- _Exercise_: Copy the lines from the one containing "indicate the beige wall with a point" through the end of the data, changing "beige wall" to "tan wall" and leaving everything else as it is.

- _Records for this task_:
* * * *

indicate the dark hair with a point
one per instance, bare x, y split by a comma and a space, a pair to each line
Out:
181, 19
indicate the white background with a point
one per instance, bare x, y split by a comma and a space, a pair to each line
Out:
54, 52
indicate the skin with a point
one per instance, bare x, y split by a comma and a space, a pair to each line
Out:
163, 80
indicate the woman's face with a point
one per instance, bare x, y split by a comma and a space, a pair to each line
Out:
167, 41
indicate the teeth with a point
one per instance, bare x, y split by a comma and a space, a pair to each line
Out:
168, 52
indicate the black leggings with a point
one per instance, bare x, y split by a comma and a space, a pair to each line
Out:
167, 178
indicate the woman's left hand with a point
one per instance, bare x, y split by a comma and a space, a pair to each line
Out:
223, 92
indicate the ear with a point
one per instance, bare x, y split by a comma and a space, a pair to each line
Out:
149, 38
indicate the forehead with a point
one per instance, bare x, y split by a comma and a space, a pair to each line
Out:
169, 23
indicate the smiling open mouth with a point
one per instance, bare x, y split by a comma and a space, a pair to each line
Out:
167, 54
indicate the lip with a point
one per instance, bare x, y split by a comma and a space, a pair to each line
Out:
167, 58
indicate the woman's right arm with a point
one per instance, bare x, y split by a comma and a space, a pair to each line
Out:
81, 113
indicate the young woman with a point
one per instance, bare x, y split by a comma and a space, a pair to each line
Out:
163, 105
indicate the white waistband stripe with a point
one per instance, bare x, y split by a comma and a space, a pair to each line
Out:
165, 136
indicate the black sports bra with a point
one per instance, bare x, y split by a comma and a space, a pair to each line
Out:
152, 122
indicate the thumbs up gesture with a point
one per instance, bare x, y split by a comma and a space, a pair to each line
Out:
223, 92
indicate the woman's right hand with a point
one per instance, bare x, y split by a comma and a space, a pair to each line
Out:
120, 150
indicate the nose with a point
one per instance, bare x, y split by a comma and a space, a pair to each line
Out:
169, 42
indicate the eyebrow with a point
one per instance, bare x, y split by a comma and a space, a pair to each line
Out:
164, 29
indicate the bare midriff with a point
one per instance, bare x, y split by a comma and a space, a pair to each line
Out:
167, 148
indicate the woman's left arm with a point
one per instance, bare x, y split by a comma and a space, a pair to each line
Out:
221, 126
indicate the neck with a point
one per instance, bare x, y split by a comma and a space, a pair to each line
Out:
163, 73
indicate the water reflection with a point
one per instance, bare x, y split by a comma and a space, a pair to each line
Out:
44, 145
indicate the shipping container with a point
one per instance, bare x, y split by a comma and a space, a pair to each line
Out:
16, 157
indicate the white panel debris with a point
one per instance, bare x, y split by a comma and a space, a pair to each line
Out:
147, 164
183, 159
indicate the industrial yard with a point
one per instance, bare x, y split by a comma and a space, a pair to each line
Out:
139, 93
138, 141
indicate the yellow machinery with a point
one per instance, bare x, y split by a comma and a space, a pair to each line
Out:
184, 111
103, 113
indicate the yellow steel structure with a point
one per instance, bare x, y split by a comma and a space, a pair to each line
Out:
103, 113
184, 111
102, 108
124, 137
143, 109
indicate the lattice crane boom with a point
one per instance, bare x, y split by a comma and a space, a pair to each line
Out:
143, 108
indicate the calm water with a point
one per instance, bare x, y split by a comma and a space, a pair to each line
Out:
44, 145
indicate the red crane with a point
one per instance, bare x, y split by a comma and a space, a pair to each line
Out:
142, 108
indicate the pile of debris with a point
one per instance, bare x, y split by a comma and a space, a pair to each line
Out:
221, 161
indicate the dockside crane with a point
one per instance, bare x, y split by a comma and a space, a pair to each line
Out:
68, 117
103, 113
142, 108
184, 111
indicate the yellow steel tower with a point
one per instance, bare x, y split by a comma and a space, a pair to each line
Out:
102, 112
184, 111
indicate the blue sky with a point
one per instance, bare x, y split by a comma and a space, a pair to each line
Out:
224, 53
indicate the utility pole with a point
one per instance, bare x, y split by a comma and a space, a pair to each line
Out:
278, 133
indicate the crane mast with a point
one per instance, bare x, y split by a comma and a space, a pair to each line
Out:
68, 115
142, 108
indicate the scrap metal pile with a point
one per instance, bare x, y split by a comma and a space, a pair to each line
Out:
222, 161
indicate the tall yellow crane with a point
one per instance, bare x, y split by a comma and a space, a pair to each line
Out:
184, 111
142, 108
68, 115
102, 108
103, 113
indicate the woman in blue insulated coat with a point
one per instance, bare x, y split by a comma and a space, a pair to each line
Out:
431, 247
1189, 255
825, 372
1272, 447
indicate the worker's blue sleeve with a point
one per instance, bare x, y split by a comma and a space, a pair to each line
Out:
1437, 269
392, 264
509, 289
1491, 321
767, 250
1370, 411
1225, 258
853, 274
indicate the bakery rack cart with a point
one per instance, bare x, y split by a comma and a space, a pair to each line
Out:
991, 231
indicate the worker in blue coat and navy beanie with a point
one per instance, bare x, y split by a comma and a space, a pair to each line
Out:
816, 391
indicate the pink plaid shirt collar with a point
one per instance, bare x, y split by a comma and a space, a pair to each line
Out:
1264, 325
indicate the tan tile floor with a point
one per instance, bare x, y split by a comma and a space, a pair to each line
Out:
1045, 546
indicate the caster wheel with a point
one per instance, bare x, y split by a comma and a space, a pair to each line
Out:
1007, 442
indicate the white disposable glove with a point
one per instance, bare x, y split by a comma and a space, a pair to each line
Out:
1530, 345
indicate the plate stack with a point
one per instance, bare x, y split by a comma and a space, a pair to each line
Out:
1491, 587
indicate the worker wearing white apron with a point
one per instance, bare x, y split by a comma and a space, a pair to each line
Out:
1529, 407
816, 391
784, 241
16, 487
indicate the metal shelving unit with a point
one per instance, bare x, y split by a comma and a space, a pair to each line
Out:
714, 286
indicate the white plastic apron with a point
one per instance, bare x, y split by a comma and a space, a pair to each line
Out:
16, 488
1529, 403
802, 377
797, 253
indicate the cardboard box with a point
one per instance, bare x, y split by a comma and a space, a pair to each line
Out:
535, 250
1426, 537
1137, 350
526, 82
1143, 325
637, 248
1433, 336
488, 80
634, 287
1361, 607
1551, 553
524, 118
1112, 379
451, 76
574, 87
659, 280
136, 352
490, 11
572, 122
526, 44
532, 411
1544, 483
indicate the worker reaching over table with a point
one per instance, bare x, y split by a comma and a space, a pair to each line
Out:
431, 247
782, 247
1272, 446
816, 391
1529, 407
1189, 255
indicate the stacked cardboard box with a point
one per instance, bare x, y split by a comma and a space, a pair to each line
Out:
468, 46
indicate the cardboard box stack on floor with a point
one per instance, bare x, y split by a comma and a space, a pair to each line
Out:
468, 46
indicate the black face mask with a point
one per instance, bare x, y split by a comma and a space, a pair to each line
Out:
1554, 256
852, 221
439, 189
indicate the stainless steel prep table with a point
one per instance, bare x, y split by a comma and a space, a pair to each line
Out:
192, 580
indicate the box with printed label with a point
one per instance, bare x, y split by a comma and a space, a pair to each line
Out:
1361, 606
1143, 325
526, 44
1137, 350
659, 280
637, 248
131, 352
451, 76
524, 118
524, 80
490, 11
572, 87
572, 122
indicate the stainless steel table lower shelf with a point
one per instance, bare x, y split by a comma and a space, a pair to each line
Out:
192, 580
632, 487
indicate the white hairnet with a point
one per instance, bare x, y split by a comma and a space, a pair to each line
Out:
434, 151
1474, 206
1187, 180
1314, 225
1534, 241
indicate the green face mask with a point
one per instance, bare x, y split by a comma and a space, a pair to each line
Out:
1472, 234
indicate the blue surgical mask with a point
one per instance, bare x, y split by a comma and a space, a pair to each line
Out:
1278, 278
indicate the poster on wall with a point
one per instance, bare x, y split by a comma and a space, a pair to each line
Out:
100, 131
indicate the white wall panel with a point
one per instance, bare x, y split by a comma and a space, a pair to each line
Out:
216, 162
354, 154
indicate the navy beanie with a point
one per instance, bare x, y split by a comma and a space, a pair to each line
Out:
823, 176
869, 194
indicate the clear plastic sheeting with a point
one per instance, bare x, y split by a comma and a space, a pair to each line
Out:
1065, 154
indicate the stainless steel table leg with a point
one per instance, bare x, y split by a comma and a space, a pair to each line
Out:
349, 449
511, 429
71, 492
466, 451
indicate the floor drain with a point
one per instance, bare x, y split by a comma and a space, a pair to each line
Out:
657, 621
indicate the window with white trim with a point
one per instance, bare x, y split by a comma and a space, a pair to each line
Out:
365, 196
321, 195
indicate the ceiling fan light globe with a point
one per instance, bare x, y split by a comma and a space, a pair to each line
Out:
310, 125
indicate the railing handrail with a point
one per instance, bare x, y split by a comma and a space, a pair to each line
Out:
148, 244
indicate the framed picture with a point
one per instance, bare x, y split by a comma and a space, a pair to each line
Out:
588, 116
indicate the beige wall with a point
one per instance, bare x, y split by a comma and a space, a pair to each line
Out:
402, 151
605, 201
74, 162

* * * *

- _Answer for the task_:
indicate the tan wall with a point
one per instance, bare x, y split by a comma and a space, a pair to each line
Out:
402, 151
605, 201
74, 162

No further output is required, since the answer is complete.